WRITTEN EXERCISE 1: Update the guard commit page, starting at "type ConnStatus int" and ending at "has connection issues.", and write that part out again with "ConnStatusPartiallyConnected" changed to "ConnStatusRelayOnly".
WRITTEN EXERCISE 2: Report every line of the rows that holds the string "motorcycle", copying each one in full. Case counts.

[client] Add tri-state connection status to guard for smarter ICE retry (#5828)

* [client] Add tri-state connection status to guard for smarter ICE retry

Refactor isConnectedOnAllWay to return a ConnStatus enum (Connected,
Disconnected, PartiallyConnected) instead of a boolean. When relay is
up but ICE is not (PartiallyConnected), limit ICE offers to 3 retries
with exponential backoff then fall back to hourly attempts, reducing
unnecessary signaling traffic. Fully disconnected peers continue to
retry aggressively. External events (relay/ICE disconnect, signal/relay
reconnect) reset retry state to give ICE a fresh chance.
This commit is contained in:
Zoltan Papp
2026-04-14 18:19:06 +02:00
committed by GitHub
parent 1bd68a523b
commit d2c18fdb95
3 changed files with 146 additions and 44 deletions

View File

@@ -8,7 +8,19 @@ import (
log "github.com/sirupsen/logrus"
)
type isConnectedFunc func() bool
// ConnStatus represents the connection state as seen by the guard.
type ConnStatus int
const (
// ConnStatusDisconnected means neither ICE nor Relay is connected.
ConnStatusDisconnected ConnStatus = iota
// ConnStatusPartiallyConnected means Relay is connected but ICE is not.
ConnStatusPartiallyConnected
// ConnStatusConnected means all required connections are established.
ConnStatusConnected
)
type connStatusFunc func() ConnStatus
// Guard is responsible for the reconnection logic.
// It will trigger to send an offer to the peer then has connection issues.
@@ -20,14 +32,14 @@ type isConnectedFunc func() bool
// - ICE candidate changes
type Guard struct {
log *log.Entry
isConnectedOnAllWay isConnectedFunc
isConnectedOnAllWay connStatusFunc
timeout time.Duration
srWatcher *SRWatcher
relayedConnDisconnected chan struct{}
iCEConnDisconnected chan struct{}
}
func NewGuard(log *log.Entry, isConnectedFn isConnectedFunc, timeout time.Duration, srWatcher *SRWatcher) *Guard {
func NewGuard(log *log.Entry, isConnectedFn connStatusFunc, timeout time.Duration, srWatcher *SRWatcher) *Guard {
return &Guard{
log: log,
isConnectedOnAllWay: isConnectedFn,
@@ -57,8 +69,17 @@ func (g *Guard) SetICEConnDisconnected() {
}
}
// reconnectLoopWithRetry periodically check the connection status.

SUPPLIED ENTRIES:
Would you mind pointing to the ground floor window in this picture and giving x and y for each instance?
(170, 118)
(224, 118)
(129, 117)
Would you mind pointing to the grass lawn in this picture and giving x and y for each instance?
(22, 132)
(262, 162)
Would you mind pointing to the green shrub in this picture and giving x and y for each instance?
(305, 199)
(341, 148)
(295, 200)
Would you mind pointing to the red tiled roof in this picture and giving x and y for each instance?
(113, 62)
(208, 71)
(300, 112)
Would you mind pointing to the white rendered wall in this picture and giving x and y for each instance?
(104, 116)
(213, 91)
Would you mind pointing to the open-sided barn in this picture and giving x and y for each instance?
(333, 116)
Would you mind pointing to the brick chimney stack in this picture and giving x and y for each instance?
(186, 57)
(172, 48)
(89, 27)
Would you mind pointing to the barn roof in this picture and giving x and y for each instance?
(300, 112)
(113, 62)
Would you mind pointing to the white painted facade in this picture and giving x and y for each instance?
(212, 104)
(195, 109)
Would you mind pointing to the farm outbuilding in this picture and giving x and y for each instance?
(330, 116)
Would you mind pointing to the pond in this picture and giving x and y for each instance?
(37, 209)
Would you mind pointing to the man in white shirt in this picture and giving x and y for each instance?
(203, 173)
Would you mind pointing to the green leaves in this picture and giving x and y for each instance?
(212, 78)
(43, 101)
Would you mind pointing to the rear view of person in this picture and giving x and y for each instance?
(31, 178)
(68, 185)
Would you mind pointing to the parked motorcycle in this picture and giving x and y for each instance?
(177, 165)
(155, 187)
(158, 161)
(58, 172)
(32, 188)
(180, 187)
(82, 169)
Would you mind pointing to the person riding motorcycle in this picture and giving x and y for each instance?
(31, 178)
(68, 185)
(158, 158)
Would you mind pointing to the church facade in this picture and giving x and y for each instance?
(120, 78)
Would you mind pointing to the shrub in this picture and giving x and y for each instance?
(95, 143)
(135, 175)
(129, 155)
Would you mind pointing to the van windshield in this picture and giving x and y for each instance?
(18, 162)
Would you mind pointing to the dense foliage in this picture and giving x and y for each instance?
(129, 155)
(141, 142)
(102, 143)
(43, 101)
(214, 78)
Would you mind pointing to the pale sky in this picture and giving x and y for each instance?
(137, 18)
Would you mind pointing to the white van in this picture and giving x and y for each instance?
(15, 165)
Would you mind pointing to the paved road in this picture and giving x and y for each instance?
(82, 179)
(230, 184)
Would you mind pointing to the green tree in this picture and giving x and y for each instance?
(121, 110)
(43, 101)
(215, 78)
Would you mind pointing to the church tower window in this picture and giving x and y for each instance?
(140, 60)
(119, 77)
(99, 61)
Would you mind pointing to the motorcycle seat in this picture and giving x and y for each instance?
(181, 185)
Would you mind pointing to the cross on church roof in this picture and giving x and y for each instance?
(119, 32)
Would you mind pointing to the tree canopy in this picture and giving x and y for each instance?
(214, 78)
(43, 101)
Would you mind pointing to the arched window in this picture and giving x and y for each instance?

REPLY 1:
type ConnStatus int
const (
// ConnStatusDisconnected means neither ICE nor Relay is connected.
ConnStatusDisconnected ConnStatus = iota
// ConnStatusRelayOnly means Relay is connected but ICE is not.
ConnStatusRelayOnly
// ConnStatusConnected means all required connections are established.
ConnStatusConnected
)
type connStatusFunc func() ConnStatus
// Guard is responsible for the reconnection logic.
// It will trigger to send an offer to the peer then has connection issues.

REPLY 2:
Would you mind pointing to the parked motorcycle in this picture and giving x and y for each instance?
Would you mind pointing to the person riding motorcycle in this picture and giving x and y for each instance?
Would you mind pointing to the motorcycle seat in this picture and giving x and y for each instance?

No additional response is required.